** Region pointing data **
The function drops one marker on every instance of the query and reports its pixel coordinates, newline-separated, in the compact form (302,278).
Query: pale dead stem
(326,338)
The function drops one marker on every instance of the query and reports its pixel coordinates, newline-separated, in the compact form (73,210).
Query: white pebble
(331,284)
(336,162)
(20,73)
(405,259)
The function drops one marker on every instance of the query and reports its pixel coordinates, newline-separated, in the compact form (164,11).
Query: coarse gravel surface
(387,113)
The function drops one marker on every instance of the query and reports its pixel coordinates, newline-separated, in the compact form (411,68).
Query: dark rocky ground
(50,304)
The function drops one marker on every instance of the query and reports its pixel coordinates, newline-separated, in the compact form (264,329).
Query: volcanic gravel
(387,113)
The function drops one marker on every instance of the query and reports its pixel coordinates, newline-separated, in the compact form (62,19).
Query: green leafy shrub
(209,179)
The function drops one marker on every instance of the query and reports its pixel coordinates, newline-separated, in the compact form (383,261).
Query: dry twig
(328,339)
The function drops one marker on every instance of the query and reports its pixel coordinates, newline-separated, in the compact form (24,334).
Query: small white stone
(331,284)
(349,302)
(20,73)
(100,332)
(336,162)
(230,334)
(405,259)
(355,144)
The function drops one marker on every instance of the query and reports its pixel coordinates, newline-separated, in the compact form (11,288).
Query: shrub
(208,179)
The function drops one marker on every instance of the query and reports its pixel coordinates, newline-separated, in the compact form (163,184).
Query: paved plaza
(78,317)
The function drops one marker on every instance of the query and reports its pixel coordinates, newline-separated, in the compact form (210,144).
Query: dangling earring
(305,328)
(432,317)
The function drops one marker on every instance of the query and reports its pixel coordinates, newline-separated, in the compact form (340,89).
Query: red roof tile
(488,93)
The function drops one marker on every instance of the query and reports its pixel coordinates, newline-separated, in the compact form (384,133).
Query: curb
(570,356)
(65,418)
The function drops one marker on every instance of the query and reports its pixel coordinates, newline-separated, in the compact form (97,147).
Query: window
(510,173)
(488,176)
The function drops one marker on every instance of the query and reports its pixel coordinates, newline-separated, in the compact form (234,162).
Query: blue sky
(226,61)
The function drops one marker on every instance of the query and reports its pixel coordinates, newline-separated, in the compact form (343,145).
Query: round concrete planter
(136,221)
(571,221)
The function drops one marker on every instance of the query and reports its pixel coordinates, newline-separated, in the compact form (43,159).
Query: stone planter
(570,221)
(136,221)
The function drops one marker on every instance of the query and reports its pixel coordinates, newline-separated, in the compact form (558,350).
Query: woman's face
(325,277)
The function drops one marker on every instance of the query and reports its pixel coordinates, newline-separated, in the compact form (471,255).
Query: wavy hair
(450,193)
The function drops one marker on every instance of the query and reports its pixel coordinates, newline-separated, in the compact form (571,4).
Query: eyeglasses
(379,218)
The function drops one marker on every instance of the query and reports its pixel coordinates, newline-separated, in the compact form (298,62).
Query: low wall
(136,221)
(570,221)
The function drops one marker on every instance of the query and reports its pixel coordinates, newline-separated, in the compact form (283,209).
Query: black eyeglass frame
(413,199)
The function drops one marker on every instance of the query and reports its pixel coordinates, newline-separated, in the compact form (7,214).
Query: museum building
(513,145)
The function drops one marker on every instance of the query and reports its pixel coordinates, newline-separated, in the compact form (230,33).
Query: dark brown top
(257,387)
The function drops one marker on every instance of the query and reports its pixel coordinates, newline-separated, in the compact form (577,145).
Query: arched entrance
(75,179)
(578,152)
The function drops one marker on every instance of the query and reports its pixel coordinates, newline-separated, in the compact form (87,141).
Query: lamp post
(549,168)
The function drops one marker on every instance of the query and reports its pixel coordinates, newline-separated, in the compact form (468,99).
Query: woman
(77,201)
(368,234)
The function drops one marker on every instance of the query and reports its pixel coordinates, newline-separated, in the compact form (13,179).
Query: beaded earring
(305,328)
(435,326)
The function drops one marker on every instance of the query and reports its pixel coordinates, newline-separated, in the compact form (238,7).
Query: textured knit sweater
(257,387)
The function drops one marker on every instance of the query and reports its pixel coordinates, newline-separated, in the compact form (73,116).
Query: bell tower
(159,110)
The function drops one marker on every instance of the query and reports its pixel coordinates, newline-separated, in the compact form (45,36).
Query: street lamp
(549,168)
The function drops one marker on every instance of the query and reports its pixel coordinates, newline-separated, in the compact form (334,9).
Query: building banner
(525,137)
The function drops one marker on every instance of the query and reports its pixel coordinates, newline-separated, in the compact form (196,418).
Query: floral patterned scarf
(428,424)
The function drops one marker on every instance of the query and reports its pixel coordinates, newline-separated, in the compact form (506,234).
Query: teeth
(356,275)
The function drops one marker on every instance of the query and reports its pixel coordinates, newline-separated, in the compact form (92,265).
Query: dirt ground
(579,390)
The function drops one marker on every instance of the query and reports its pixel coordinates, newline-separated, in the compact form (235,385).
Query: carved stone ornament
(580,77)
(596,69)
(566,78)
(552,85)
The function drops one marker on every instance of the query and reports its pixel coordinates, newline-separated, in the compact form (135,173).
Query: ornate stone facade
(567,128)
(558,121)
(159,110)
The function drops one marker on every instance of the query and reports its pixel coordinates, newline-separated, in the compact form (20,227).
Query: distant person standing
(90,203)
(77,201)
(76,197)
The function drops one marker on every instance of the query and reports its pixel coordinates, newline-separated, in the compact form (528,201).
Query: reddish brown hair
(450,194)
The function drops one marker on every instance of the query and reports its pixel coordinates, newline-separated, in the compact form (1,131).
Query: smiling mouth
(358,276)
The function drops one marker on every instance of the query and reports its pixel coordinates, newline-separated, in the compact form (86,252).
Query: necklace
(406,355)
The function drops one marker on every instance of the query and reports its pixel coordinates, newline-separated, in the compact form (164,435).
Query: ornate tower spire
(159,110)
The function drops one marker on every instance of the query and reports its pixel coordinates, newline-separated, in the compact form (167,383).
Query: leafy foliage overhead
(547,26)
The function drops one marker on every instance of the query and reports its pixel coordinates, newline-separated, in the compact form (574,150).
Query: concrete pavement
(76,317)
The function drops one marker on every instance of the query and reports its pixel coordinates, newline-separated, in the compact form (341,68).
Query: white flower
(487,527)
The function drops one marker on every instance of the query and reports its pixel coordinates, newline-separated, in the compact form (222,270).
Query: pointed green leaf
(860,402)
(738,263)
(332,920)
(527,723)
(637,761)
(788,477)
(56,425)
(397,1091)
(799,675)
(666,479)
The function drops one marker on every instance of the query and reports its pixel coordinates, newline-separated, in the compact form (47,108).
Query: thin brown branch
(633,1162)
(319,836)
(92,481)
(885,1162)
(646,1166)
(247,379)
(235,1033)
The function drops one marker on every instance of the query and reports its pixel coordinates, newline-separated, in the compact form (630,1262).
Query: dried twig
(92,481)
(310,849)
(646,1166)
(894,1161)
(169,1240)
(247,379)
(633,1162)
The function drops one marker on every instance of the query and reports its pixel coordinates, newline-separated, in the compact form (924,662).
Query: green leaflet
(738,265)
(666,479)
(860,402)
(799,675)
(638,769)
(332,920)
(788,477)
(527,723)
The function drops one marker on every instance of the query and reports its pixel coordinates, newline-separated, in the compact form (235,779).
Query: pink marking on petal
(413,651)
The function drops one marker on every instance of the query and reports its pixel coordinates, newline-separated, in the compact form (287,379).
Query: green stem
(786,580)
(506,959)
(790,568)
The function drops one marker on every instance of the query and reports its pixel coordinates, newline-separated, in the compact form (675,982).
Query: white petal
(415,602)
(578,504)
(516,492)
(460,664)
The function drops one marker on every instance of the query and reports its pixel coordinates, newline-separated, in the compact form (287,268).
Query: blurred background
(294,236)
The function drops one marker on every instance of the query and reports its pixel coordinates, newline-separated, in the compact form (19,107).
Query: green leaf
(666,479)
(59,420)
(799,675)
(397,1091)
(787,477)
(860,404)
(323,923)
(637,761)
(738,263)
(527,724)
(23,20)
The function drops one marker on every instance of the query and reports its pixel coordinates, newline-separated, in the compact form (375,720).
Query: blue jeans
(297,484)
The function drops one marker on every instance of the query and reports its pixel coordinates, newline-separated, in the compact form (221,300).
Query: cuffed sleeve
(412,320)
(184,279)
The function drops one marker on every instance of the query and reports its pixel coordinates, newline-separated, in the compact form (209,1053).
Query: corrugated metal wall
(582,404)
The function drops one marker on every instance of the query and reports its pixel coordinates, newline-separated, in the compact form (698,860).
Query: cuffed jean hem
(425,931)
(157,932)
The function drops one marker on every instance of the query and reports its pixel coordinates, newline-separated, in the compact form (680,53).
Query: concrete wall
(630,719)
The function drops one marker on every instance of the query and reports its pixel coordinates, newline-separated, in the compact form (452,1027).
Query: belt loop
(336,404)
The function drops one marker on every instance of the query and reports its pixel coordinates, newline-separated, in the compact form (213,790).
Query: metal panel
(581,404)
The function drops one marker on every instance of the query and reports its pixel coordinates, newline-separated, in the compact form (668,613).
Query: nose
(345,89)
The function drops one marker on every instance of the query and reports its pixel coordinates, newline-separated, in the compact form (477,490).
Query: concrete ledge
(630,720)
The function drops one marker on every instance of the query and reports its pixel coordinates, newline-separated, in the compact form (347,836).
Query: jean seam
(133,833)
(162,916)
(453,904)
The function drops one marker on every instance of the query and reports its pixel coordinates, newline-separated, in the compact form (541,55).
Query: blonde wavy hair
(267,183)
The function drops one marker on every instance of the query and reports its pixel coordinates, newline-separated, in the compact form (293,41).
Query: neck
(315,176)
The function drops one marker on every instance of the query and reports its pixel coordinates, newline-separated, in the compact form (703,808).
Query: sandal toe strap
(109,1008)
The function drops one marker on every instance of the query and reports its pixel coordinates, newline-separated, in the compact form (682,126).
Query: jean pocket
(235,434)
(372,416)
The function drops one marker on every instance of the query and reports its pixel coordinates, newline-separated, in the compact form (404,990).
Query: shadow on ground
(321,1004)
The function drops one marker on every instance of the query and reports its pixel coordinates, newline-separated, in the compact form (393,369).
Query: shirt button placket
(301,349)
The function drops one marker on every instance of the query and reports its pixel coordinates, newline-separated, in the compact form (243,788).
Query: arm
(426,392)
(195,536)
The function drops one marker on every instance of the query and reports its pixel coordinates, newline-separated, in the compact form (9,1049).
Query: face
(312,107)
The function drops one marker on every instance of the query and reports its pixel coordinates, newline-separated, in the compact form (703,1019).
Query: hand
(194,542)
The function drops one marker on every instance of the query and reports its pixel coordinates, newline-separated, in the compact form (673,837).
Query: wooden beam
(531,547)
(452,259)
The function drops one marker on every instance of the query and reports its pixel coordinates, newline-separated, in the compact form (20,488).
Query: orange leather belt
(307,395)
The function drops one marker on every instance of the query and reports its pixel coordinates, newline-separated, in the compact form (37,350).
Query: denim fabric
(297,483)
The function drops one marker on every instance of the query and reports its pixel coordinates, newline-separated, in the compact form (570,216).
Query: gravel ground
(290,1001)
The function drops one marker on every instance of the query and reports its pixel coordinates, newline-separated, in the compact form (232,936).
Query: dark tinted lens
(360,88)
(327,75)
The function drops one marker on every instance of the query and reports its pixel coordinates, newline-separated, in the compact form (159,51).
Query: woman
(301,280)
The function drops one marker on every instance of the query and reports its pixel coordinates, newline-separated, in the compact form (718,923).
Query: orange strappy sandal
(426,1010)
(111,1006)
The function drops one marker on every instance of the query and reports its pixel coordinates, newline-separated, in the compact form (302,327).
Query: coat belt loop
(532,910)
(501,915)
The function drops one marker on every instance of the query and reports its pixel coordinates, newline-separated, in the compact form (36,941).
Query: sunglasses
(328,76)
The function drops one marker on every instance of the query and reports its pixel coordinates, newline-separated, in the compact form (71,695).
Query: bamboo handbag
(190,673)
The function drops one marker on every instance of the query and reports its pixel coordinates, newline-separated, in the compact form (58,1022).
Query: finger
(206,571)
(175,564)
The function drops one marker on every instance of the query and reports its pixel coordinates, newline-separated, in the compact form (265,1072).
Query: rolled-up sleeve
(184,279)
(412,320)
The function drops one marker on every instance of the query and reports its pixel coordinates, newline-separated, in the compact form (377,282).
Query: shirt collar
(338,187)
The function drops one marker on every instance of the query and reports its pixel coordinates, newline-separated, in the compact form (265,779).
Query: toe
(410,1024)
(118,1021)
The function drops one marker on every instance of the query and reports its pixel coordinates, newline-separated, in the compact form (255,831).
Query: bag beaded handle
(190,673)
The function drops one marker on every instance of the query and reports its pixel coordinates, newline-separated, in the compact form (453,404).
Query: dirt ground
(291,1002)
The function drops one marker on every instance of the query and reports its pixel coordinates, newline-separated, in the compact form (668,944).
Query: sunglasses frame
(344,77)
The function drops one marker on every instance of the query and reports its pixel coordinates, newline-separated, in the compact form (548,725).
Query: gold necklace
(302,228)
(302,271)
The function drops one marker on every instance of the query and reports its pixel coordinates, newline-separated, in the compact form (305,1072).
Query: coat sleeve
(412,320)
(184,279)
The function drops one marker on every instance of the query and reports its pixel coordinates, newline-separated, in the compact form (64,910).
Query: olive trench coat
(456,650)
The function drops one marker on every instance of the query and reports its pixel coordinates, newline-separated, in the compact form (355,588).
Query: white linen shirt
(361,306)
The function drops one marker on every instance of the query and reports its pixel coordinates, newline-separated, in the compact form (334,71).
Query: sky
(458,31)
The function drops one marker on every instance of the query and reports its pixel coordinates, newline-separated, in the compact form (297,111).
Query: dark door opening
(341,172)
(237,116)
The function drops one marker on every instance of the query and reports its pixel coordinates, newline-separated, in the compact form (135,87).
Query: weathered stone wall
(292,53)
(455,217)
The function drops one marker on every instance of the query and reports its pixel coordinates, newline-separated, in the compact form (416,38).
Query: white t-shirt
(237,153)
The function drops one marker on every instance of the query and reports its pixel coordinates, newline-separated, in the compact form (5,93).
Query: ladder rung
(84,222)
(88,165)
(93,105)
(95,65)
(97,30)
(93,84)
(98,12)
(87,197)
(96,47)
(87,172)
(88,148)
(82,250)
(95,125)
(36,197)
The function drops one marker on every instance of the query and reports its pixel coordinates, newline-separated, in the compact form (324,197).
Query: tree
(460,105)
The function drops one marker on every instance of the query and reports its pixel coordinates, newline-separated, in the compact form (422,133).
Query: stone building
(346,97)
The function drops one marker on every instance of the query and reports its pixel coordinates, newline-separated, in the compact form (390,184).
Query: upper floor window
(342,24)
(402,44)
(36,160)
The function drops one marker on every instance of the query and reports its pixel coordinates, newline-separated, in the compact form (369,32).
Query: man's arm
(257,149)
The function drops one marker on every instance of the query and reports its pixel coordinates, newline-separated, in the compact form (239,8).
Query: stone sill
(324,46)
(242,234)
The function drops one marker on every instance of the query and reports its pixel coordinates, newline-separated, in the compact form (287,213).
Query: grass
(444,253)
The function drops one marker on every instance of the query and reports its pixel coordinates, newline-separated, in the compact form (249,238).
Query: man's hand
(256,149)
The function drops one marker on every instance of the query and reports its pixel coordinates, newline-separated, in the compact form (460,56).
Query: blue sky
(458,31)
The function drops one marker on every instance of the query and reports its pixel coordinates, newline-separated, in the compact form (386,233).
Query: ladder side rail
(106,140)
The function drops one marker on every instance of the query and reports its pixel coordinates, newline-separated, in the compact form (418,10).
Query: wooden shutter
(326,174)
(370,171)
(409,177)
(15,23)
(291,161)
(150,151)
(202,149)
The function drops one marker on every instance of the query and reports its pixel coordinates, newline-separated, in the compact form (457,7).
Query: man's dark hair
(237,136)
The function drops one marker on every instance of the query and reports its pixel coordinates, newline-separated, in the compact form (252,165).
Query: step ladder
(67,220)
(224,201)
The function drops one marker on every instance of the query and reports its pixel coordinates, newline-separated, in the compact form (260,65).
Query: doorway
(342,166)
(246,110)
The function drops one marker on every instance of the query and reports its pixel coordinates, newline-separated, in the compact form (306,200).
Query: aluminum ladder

** PROBLEM REQUIREMENTS **
Above are the records; from them, give again exactly the lines from the one containing "compact form (11,288)." through the one containing "compact form (97,147).", both included.

** TASK RESULT **
The function drops one marker on every instance of the query and reports its pixel coordinates, newline-separated, in the compact form (11,288).
Query: shrub
(208,179)
The function drops one marker on every instance of the query and reports its pixel coordinates, newline-separated, in the compact form (163,184).
Query: paved plaza
(78,317)
The function drops one marker on every instance of the query and reports its pixel coordinates, newline-separated, in the compact form (210,144).
Query: dangling earring
(305,328)
(432,317)
The function drops one marker on every instance of the query and reports its pixel coordinates, newline-separated, in the compact form (340,89).
Query: red roof tile
(488,93)
The function drops one marker on every instance of the query and reports its pixel coordinates, newline-separated, in the compact form (384,133).
Query: curb
(570,356)
(65,418)
The function drops one marker on every instance of the query and reports its pixel coordinates, newline-separated, in the compact form (97,147).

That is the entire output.